GIVEN INSTRUCTION :: Pull out every line of the records below that contains the word "vaulted", and copy each one.

------ THE INPUT

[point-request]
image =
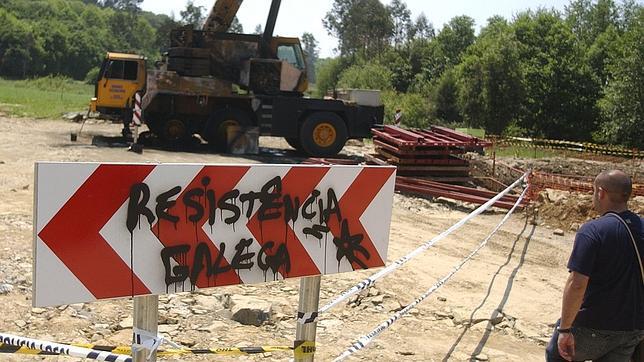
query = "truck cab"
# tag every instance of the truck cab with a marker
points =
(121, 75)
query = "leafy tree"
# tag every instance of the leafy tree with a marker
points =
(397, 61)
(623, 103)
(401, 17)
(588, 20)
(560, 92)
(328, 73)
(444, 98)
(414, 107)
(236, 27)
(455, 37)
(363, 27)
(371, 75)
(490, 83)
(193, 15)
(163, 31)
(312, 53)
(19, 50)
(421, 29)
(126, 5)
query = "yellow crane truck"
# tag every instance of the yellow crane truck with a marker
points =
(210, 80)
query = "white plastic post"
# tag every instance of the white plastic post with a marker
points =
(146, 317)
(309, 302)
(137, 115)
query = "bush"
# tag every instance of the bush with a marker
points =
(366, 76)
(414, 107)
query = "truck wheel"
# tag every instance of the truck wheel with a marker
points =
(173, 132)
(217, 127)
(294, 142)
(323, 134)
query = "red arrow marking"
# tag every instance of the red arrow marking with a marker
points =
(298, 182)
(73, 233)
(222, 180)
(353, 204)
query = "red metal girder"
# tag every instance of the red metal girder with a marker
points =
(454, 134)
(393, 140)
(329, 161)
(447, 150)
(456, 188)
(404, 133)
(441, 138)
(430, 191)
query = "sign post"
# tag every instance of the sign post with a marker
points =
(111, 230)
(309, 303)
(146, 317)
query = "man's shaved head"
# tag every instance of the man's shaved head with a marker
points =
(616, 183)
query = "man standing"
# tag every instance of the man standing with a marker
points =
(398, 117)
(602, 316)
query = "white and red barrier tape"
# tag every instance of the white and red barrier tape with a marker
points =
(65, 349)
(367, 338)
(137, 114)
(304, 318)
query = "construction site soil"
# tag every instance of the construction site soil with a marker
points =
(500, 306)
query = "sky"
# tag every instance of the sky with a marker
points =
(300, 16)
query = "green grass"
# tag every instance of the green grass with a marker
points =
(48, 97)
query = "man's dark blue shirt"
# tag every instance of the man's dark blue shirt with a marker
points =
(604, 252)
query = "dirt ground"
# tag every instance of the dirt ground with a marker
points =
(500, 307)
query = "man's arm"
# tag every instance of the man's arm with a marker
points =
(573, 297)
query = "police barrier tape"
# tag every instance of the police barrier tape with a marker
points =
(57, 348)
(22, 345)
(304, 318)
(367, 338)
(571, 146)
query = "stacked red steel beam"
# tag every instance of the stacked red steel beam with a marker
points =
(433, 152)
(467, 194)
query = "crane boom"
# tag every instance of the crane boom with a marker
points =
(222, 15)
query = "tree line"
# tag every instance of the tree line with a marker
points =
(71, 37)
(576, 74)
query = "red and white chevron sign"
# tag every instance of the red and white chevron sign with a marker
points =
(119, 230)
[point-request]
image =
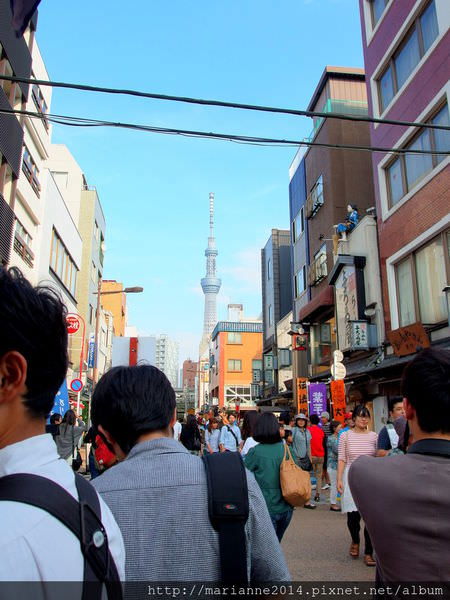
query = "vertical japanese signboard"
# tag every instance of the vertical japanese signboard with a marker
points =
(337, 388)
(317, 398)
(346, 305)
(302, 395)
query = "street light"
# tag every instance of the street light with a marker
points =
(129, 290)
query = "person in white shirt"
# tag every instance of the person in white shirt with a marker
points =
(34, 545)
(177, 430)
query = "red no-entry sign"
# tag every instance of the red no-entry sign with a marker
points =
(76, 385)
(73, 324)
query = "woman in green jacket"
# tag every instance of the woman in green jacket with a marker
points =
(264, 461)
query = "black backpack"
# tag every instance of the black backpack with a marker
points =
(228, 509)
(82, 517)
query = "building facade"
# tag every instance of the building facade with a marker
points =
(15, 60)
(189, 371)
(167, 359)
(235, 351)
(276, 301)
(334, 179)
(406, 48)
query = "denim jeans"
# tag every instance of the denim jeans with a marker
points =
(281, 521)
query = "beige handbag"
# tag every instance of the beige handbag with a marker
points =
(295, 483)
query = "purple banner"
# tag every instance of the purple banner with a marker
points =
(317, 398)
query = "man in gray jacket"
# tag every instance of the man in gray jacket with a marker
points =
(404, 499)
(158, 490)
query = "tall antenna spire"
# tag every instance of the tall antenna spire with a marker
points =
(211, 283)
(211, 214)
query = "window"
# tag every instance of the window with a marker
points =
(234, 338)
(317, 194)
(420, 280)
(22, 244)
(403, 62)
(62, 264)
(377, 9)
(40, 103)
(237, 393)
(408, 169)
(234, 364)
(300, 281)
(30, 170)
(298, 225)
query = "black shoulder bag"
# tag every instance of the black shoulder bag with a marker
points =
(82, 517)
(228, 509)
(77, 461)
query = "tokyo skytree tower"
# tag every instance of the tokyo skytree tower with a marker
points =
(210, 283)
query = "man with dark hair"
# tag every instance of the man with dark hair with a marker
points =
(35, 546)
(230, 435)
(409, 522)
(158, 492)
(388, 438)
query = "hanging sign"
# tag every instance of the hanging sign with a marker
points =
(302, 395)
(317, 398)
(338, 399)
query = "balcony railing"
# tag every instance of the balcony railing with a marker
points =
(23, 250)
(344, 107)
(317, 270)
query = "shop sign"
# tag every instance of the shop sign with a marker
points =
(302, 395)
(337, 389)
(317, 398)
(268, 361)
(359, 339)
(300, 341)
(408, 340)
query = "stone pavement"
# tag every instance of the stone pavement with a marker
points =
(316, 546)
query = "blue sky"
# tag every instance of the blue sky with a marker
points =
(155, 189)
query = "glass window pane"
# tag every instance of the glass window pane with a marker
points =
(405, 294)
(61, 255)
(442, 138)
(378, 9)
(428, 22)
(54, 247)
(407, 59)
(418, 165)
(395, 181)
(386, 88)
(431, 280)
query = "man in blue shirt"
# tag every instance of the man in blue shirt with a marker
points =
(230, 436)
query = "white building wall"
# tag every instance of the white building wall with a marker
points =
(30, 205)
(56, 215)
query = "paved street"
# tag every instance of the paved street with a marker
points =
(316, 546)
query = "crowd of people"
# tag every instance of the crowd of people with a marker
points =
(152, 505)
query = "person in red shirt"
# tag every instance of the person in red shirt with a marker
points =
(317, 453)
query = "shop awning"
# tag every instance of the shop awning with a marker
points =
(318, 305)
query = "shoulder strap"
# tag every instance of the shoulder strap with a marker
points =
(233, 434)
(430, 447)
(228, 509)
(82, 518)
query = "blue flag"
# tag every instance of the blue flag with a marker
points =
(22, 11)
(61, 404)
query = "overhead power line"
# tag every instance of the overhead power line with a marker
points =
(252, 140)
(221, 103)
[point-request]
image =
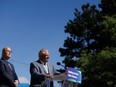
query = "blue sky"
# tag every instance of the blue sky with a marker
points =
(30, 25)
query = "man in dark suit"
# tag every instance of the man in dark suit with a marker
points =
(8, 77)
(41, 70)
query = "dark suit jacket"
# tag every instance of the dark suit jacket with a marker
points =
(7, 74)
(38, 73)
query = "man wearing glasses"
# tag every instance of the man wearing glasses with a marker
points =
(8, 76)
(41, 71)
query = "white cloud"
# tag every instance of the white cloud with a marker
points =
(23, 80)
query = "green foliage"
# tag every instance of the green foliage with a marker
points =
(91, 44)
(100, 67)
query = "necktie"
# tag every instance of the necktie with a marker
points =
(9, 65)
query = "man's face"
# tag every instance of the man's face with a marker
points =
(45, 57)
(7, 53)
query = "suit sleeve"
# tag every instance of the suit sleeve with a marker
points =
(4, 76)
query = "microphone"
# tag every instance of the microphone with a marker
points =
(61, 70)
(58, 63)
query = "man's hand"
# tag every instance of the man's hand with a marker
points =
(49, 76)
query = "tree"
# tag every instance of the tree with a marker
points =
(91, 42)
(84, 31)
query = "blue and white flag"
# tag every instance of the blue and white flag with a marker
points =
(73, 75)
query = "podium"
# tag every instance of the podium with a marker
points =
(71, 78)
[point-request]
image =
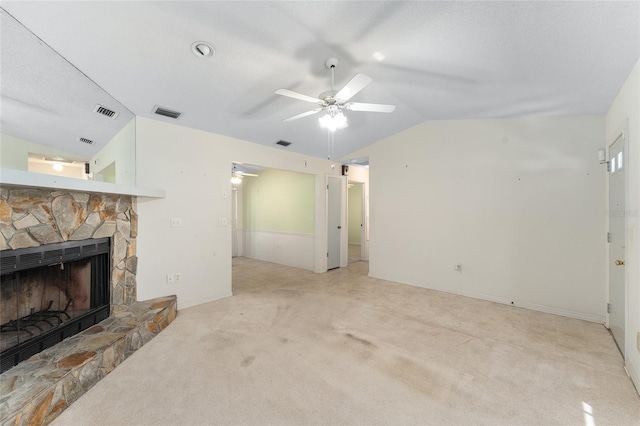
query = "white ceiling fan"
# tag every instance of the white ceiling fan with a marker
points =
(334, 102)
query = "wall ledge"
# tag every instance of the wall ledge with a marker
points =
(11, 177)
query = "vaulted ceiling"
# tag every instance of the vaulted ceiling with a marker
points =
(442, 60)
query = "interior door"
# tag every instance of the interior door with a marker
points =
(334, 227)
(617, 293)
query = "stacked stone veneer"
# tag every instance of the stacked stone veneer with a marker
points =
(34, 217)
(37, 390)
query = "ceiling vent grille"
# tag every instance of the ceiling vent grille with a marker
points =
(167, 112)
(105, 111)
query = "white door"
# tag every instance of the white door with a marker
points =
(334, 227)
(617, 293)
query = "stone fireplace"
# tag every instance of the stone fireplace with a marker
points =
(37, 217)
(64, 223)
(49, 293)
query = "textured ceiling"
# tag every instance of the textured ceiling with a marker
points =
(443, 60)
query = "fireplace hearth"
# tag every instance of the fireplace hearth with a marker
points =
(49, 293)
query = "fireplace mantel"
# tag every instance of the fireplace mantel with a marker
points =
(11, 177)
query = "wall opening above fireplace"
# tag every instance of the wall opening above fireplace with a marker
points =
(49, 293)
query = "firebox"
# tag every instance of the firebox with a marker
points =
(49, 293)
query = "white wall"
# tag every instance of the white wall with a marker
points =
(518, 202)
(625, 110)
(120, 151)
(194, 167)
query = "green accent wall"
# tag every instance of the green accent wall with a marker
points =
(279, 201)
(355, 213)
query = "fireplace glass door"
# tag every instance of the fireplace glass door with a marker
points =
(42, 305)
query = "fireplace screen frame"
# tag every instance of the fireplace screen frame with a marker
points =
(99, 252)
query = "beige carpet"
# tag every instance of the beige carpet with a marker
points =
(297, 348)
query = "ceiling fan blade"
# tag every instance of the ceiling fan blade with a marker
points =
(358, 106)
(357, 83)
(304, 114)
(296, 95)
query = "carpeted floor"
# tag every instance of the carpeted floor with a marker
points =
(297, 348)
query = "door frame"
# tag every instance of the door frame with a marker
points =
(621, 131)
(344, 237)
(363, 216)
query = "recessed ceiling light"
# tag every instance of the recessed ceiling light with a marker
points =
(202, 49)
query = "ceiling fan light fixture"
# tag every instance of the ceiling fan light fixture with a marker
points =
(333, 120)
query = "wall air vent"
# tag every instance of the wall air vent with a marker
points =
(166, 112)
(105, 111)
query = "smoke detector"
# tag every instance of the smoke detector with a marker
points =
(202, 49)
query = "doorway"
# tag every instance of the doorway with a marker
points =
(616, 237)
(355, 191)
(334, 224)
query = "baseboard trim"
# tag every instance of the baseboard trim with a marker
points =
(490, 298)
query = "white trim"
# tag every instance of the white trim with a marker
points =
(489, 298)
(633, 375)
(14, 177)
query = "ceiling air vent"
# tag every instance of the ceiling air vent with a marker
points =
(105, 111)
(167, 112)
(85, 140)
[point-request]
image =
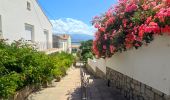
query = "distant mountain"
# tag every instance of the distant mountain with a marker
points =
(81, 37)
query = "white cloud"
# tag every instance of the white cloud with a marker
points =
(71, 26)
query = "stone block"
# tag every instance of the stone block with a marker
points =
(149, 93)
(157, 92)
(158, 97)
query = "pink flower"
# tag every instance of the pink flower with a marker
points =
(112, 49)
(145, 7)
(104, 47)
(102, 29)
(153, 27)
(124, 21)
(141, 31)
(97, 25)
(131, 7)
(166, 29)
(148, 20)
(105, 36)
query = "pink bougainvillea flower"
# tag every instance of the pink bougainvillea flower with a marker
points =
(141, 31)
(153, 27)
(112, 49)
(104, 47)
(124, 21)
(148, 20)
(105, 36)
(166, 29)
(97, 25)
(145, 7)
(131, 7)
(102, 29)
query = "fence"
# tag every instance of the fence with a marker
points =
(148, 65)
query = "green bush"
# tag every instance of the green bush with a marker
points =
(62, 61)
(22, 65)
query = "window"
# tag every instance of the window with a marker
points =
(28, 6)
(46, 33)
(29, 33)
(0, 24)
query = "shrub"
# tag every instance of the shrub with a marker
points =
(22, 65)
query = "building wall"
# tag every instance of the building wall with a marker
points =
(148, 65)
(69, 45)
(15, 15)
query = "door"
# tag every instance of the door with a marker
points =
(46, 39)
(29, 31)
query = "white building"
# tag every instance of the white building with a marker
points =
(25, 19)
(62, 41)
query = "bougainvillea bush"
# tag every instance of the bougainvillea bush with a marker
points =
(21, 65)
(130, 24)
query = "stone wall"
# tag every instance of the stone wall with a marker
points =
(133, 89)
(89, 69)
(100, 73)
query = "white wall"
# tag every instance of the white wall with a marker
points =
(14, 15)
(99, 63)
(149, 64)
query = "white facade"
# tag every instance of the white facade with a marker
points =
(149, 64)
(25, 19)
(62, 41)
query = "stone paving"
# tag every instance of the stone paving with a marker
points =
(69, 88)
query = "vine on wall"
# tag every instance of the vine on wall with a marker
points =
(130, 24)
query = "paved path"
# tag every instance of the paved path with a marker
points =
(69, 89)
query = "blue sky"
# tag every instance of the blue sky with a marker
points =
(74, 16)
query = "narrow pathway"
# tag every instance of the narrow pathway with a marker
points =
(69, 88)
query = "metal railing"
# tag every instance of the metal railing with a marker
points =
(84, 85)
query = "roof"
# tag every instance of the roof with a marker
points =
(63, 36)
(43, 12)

------------

REPLY TO THE EXERCISE ::
query = "vaulted ceiling"
# tag every instance of the vaulted ceiling with a marker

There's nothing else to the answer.